## [ASSIGNMENT]
In the data below, find each line carrying the string "positive" and copy it out.

## [RECORDS TO PROCESS]
++++++

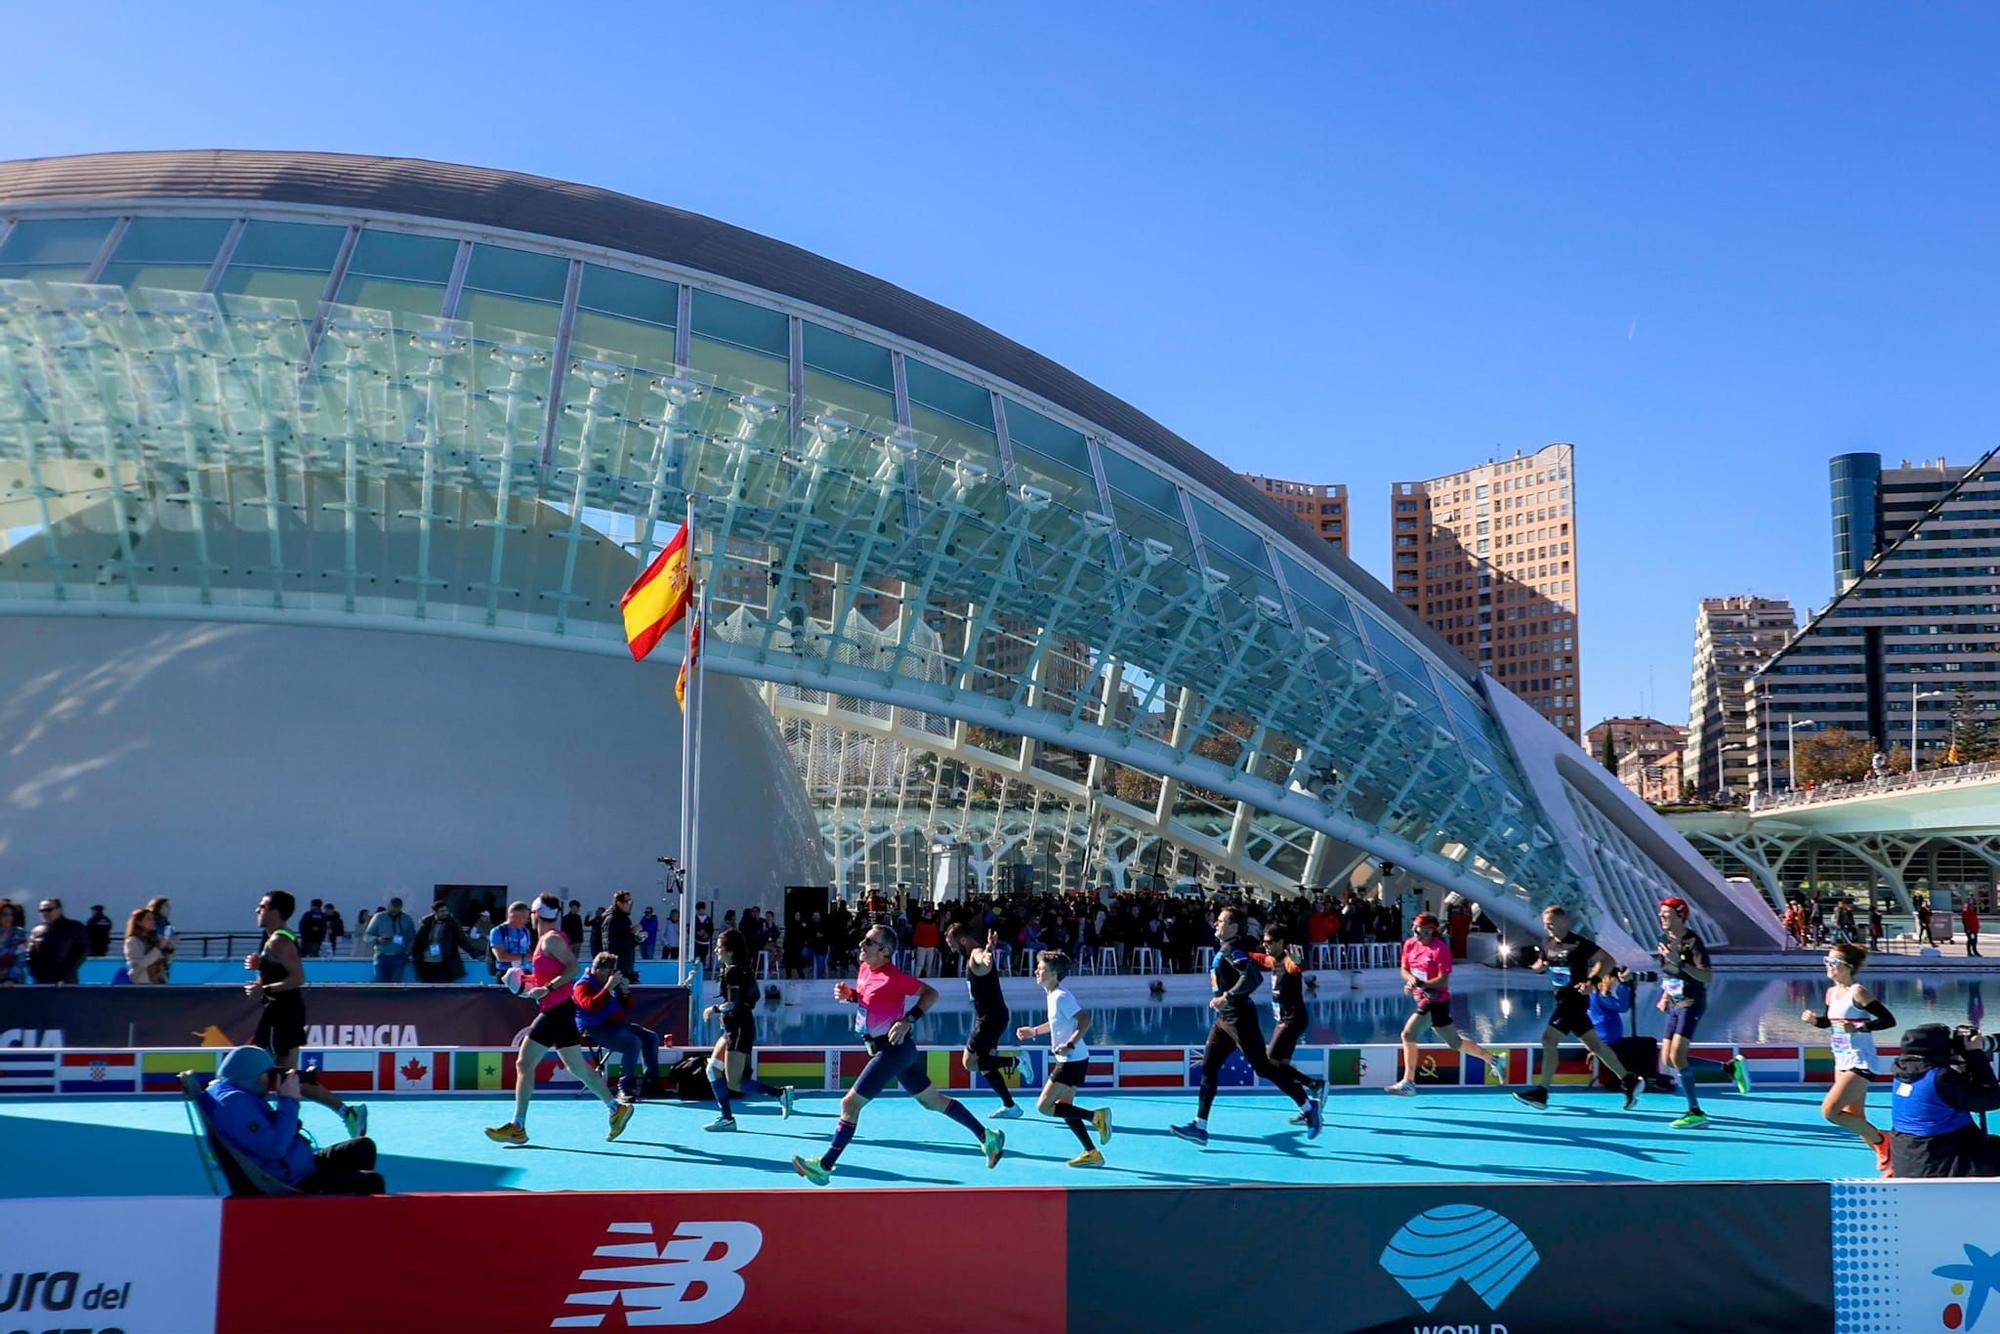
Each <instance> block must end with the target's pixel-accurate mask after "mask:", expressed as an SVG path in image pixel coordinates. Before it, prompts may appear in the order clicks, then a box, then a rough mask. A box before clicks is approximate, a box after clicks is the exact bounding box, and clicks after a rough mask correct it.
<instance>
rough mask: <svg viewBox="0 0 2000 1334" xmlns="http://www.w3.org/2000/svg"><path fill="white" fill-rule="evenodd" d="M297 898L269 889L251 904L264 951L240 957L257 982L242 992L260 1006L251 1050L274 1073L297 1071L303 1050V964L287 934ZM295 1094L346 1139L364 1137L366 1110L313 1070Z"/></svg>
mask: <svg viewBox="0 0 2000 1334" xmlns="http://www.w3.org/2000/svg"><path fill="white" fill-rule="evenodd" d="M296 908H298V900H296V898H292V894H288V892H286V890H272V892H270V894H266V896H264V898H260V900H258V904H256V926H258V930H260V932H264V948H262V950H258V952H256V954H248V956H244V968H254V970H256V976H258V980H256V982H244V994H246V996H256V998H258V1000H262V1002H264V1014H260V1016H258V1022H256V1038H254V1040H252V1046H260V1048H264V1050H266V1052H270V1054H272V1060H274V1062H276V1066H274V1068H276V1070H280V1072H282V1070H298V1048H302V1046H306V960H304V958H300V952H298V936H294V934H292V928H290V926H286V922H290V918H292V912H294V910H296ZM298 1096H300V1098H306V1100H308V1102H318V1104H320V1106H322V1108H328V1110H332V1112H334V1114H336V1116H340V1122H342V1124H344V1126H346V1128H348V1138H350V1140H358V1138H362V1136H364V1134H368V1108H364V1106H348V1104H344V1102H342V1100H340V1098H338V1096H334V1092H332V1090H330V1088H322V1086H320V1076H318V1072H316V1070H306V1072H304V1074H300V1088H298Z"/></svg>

++++++

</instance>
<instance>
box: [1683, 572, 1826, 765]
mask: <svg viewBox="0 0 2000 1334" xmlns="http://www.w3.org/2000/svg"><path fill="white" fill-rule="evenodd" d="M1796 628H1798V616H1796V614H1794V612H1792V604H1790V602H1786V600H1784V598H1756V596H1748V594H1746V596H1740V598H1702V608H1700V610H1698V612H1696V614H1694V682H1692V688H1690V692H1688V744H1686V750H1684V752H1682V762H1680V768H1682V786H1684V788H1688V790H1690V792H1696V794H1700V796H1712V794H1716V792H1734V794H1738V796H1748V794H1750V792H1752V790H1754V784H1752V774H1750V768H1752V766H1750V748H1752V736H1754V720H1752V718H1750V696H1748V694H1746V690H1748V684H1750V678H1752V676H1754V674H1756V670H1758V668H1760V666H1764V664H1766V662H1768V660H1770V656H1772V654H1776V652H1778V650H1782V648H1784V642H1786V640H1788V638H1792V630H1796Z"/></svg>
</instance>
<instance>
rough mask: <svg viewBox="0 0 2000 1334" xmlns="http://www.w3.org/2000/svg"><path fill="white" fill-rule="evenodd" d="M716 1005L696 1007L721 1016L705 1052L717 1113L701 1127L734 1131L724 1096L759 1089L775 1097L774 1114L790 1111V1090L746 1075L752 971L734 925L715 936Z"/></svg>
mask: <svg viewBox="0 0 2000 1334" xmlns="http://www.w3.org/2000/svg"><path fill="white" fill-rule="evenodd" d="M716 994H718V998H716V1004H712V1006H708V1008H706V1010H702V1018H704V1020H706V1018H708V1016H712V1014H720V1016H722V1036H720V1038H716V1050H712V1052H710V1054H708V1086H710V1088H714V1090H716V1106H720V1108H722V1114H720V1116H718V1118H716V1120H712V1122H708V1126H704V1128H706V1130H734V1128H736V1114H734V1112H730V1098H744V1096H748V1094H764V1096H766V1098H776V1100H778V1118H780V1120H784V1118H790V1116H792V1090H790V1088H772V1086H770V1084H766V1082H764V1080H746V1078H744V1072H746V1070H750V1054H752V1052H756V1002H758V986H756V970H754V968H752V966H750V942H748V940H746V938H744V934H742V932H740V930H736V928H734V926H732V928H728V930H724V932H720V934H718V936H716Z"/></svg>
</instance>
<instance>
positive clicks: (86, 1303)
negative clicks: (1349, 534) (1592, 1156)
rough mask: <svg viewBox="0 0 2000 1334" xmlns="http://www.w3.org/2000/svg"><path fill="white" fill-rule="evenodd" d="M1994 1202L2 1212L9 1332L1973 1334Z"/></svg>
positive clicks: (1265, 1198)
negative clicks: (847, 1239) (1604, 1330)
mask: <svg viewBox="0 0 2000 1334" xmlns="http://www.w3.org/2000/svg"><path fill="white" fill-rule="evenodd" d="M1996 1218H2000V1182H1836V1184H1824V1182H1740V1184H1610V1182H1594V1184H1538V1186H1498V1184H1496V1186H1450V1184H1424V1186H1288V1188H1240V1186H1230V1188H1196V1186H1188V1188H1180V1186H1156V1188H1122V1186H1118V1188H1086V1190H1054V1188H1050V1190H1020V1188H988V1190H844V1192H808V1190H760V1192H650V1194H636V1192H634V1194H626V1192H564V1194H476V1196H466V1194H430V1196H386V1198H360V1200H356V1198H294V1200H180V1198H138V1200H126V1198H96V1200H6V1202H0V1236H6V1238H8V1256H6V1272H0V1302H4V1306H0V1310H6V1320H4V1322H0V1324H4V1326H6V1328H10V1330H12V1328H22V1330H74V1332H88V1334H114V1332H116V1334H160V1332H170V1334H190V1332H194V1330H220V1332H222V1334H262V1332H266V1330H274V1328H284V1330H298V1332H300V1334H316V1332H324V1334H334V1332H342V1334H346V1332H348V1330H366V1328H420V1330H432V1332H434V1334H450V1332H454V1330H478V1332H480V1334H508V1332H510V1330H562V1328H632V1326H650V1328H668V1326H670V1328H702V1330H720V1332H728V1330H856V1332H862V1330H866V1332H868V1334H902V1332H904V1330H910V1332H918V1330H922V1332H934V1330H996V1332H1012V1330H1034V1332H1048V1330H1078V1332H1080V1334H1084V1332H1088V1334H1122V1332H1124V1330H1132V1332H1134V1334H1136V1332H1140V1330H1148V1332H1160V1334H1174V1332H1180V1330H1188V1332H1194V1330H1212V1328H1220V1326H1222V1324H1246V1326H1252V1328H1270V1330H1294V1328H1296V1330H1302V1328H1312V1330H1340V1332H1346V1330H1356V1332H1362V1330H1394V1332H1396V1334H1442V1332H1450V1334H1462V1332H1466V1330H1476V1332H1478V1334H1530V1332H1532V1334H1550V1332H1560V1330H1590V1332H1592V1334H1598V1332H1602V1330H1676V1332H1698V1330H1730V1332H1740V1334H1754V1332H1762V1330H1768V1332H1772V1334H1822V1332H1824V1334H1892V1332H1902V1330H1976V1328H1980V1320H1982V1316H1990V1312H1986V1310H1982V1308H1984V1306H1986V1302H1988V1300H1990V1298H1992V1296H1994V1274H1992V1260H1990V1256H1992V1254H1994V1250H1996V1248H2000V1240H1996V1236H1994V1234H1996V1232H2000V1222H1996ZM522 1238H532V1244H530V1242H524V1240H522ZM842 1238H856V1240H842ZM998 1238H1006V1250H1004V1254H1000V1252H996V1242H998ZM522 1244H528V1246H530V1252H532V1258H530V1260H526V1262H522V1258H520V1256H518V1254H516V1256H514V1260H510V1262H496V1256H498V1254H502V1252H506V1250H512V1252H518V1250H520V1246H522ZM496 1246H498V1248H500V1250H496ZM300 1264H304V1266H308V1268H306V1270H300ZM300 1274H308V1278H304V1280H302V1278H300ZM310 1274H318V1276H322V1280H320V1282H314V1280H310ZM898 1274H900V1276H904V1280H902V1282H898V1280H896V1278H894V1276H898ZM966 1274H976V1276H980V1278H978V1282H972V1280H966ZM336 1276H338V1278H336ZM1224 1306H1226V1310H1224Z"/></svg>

++++++

## [TASK ANSWER]
positive clicks: (86, 1303)
positive clicks: (1265, 1198)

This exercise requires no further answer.